Text provided |
Start of Block

What did @lizdamyl actually say?
Honestly? Almost nothing, verbally. The transcript is just "Carry on. Carry on. Carry on. Carry on. I'm getting so excited." That's it. The real message lives in the visual before-and-after framing, the PCOS awareness hashtag, and the tag to a GLP-1 telehealth platform called JoinFridays. The implied claim is that GLP-1 medication helped a person with PCOS achieve a visible body transformation. There are no spoken medical assertions to fact-check in isolation, which makes the video's influence almost entirely dependent on what viewers project onto it.
This format is increasingly common in GLP-1 content, and it's worth being direct: a wordless transformation video with a disease hashtag carries implicit medical messaging whether the creator intended that or not. The 119,900 views suggest a lot of people with PCOS are watching and drawing their own conclusions.
Does the science back up the implied claim?
The implied claim, that GLP-1 medications can support meaningful weight loss in people with PCOS, is actually reasonably well-supported. But the nuance matters a lot, and a silent TikTok video can't deliver nuance.
A 2022 randomized controlled trial by Jensterle et al. published in Reproductive Biology and Endocrinology found that semaglutide produced significantly greater weight loss than metformin in women with PCOS and obesity over 24 weeks. A 2023 review by Cena et al. in Journal of Clinical Medicine noted that GLP-1 receptor agonists appear to address several PCOS-related metabolic issues including insulin resistance and androgen excess, not just weight. That's clinically meaningful context.
However, PCOS is a heterogeneous condition. Not everyone with PCOS has the same hormonal profile, the same insulin sensitivity, or the same response to GLP-1 therapy. Before-and-after videos flatten all of that into one story.
What did they get wrong, or right?
Credit where it's due: tagging a regulated telehealth platform rather than a random supplement seller is a better look than most GLP-1 content on TikTok. Using the PCOS awareness hashtag without making wild claims about curing hormonal disorders is also, relatively speaking, responsible.
What's missing is the harder conversation. GLP-1 medications for PCOS are still largely off-label use. The FDA has approved semaglutide for chronic weight management and type 2 diabetes, not PCOS specifically. That distinction matters for patients trying to get insurance coverage or understand their options. A transformation video tells you someone lost weight. It doesn't tell you about the side effects they managed, the dietary changes they made, whether they're on brand-name or compounded semaglutide, or what their labs look like now. Those omissions aren't lies, but they shape a misleading picture of effortless success.

End of Block

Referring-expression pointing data
Start of Block

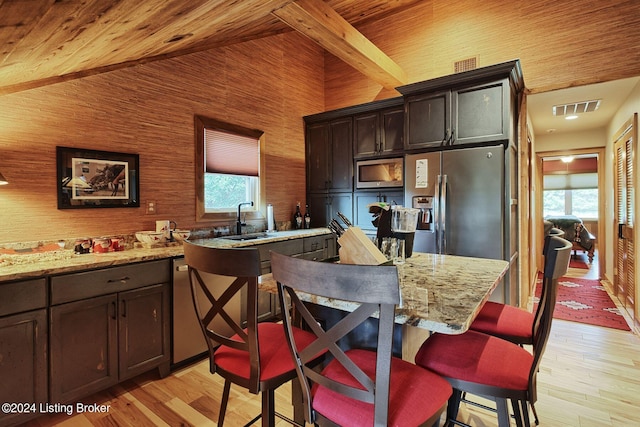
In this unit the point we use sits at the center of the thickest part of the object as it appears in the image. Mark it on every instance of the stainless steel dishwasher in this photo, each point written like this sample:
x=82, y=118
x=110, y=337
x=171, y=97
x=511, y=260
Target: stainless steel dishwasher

End of Block

Work order |
Extend the fact-check of the @lizdamyl PCOS video, beginning after its final paragraph. The rows play no part in the work that comes next.

Response area |
What should you actually know?
If you have PCOS and you're considering GLP-1 therapy, here's the grounded version of what this video implies.
- GLP-1 receptor agonists have shown real promise for metabolic symptoms of PCOS, including weight, insulin resistance, and in some studies, androgen levels. The evidence base is growing but still limited compared to type 2 diabetes research.
- Compounded semaglutide and brand-name Wegovy or Ozempic are not the same product. FDA has flagged this repeatedly. The formulation, inactive ingredients, and quality controls differ. Do not assume equivalency.
- PCOS has four recognized phenotypes. A treatment that works well for one person may not work the same way for another with a different hormonal pattern.
- Weight loss alone doesn't resolve PCOS. Some studies show improvements in ovulation and androgen levels, but the condition doesn't disappear. Ongoing monitoring with a provider matters.
- Side effects, including nausea, delayed gastric emptying, and in rare cases pancreatitis, are real. A 15-second video with upbeat music doesn't show those weeks.
The bottom line on this format
This video is not disinformation. It's a person sharing what appears to be a genuinely positive personal outcome. But the format does real work in normalizing GLP-1 medications as a simple fix for a complex endocrine condition, and that framing deserves scrutiny. If you're watching PCOS transformation content and making treatment decisions based on it, you're skipping several conversations you need to have with an actual clinician. The science on GLP-1 and PCOS is promising, not settled.